— Start —

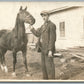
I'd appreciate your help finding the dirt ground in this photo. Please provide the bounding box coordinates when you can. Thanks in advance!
[0,47,84,80]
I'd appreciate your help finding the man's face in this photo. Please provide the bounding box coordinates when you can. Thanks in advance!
[42,15,49,22]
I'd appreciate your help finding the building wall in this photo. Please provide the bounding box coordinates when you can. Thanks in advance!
[50,8,84,49]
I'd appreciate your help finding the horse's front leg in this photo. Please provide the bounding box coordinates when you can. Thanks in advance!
[12,51,17,76]
[22,47,30,76]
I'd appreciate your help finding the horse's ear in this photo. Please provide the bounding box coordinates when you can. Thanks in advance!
[19,6,22,11]
[24,6,27,10]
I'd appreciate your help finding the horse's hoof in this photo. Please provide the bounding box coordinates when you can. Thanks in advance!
[12,72,16,77]
[4,66,8,73]
[1,65,4,71]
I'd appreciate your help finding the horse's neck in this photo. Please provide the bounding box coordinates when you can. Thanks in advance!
[13,21,25,39]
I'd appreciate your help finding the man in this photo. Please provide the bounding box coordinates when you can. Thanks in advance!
[30,11,56,79]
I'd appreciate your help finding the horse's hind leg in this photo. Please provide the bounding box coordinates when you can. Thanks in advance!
[22,47,30,76]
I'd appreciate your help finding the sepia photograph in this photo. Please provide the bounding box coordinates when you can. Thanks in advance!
[0,1,84,82]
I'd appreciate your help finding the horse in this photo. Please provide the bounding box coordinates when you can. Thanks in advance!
[0,6,35,76]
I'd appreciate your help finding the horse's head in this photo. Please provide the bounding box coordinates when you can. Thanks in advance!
[18,6,35,25]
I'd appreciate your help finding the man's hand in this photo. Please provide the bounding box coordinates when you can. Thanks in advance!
[48,51,53,57]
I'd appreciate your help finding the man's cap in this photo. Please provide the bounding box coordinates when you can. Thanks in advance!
[40,11,49,16]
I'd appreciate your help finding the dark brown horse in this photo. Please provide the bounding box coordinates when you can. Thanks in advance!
[0,6,35,76]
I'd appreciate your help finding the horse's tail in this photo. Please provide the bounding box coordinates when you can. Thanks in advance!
[0,30,7,37]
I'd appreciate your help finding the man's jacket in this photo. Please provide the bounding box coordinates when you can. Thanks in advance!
[31,21,56,54]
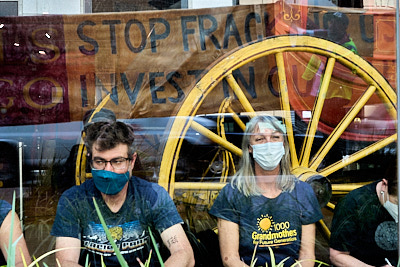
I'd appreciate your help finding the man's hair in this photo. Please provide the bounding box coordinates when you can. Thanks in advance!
[231,116,296,196]
[85,121,135,157]
[82,108,117,132]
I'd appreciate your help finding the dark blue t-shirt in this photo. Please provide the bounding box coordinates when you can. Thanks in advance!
[210,181,322,266]
[0,199,12,266]
[51,177,182,267]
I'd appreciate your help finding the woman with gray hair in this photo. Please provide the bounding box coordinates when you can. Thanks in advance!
[210,116,322,266]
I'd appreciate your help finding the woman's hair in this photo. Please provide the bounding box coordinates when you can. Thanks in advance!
[85,121,135,157]
[231,116,296,196]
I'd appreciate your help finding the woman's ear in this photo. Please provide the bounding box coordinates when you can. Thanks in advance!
[381,178,388,193]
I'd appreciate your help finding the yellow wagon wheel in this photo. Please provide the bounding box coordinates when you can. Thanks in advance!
[159,35,397,237]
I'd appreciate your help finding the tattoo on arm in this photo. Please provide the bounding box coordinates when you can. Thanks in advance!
[167,235,178,247]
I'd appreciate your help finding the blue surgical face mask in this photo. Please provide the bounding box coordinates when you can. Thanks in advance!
[251,142,285,171]
[92,169,129,195]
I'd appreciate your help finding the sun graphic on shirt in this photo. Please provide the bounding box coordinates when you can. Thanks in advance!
[109,226,123,240]
[257,214,274,232]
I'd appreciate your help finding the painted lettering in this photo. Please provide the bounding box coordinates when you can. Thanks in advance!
[167,71,185,103]
[31,28,60,63]
[199,15,221,51]
[95,73,118,105]
[22,77,64,110]
[77,20,99,56]
[125,19,147,53]
[244,12,263,43]
[103,20,121,55]
[223,13,242,49]
[120,73,144,105]
[149,72,167,104]
[181,16,197,51]
[150,18,171,53]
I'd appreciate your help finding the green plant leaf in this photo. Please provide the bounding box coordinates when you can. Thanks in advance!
[148,226,164,267]
[6,191,16,267]
[28,247,82,267]
[93,198,128,267]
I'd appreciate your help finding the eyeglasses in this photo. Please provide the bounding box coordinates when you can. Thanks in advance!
[90,158,131,170]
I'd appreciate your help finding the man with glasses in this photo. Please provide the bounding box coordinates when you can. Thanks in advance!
[51,122,194,267]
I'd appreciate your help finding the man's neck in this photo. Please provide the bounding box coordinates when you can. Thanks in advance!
[101,182,129,213]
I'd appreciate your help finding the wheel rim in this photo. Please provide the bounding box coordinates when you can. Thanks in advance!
[159,35,397,234]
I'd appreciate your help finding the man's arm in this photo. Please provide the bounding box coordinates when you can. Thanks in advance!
[218,218,248,267]
[56,237,81,267]
[299,223,315,267]
[329,248,386,267]
[0,211,31,267]
[161,224,194,267]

— End —

Transfer the data, starting at the line that contains "I'd appreciate your help finding the horse's hoof" and stopping after the line that contains "[18,6,35,25]". Keep every line, and add 42 to each bounding box coordinate in the answers.

(CORRECT RESULT)
I'd appreciate your help finding the horse's hoof in this photo. Please provide the bounding box coordinates when you can. Thanks in advance!
[54,114,58,119]
[46,108,50,115]
[43,107,46,113]
I'd appreciate your help finding the horse's neck in this photo. Please provide the bounding box coordinates when you can. Thanks in advance!
[55,63,67,81]
I'd appreciate your help finding the man in this photo. Please provide the bounding box coordinates when you can. Thanks in advance!
[72,53,98,121]
I'd appreciate your help finding the horse's hind leg in this photo. Please provide the bounding box coordinates when you can. Thanks in advance!
[64,89,72,118]
I'd appreciate your help finding the sepia photograph in this photo. Please provide the bounding box coordinates when you can. Thanks in advance!
[42,43,126,124]
I'd appreciate your help finding the horse in this photo. Please provide the bounding box coordinates when you can. Thanks in advance!
[42,48,77,118]
I'd appreciate your help finding the horse's head in this photo. Please provide the bounding box coordinates when you can. Thanks in advance!
[60,48,77,67]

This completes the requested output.